- Data for this task -
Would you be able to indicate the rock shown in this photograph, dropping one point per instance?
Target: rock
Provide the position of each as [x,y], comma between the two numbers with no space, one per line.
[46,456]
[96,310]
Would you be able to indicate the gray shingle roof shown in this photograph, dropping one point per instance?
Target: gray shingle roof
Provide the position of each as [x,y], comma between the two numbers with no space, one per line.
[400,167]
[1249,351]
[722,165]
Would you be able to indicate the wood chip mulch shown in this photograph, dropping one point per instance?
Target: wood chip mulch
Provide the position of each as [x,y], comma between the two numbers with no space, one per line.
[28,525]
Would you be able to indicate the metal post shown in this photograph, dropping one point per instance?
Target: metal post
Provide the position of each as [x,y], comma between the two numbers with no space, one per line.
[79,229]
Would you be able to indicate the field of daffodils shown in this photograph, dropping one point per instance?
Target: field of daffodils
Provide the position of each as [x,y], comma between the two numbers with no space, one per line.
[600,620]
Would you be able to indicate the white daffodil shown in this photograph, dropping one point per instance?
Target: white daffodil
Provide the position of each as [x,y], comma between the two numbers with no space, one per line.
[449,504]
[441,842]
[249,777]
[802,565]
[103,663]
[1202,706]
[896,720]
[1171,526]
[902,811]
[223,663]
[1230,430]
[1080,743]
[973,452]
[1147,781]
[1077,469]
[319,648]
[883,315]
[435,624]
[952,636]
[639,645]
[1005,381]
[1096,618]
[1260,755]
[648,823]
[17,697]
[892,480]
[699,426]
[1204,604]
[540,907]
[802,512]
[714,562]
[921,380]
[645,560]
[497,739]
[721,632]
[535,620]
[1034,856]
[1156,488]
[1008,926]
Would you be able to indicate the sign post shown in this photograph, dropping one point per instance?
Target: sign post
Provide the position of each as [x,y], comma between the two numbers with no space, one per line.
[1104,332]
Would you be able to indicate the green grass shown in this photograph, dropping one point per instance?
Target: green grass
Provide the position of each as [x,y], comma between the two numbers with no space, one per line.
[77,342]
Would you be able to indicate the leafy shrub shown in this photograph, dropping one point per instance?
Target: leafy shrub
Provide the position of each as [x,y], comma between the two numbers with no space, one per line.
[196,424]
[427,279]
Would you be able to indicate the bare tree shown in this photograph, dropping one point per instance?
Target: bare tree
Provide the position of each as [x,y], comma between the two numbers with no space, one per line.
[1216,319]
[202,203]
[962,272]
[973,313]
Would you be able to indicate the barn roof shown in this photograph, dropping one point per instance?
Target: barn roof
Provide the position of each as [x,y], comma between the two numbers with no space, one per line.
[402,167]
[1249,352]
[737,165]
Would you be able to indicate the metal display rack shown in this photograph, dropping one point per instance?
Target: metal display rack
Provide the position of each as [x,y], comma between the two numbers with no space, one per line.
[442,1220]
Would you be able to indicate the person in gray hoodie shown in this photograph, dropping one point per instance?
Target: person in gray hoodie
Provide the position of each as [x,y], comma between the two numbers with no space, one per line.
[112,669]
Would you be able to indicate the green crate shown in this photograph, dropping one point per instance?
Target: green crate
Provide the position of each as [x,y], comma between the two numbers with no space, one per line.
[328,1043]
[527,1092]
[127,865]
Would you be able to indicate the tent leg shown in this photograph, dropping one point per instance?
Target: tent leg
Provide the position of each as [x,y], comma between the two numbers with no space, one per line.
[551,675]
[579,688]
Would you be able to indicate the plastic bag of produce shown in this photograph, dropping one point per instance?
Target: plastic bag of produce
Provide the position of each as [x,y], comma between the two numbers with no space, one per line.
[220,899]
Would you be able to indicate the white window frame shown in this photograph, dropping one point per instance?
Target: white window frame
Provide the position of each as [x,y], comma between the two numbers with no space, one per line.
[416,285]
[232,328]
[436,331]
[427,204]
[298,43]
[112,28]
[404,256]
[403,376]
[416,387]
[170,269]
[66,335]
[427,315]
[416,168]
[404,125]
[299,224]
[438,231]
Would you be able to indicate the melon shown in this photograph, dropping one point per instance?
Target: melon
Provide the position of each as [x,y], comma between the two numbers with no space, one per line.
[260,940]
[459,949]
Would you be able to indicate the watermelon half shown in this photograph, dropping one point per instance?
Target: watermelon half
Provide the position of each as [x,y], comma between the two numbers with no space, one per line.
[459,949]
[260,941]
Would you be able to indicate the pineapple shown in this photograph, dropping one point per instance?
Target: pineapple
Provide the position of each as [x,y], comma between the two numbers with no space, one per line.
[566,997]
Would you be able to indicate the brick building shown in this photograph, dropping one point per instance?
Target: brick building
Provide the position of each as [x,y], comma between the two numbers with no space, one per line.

- The problem -
Count of lines in the data above that contain the string "green": give this number and no other words.

- Answer for this exercise -
4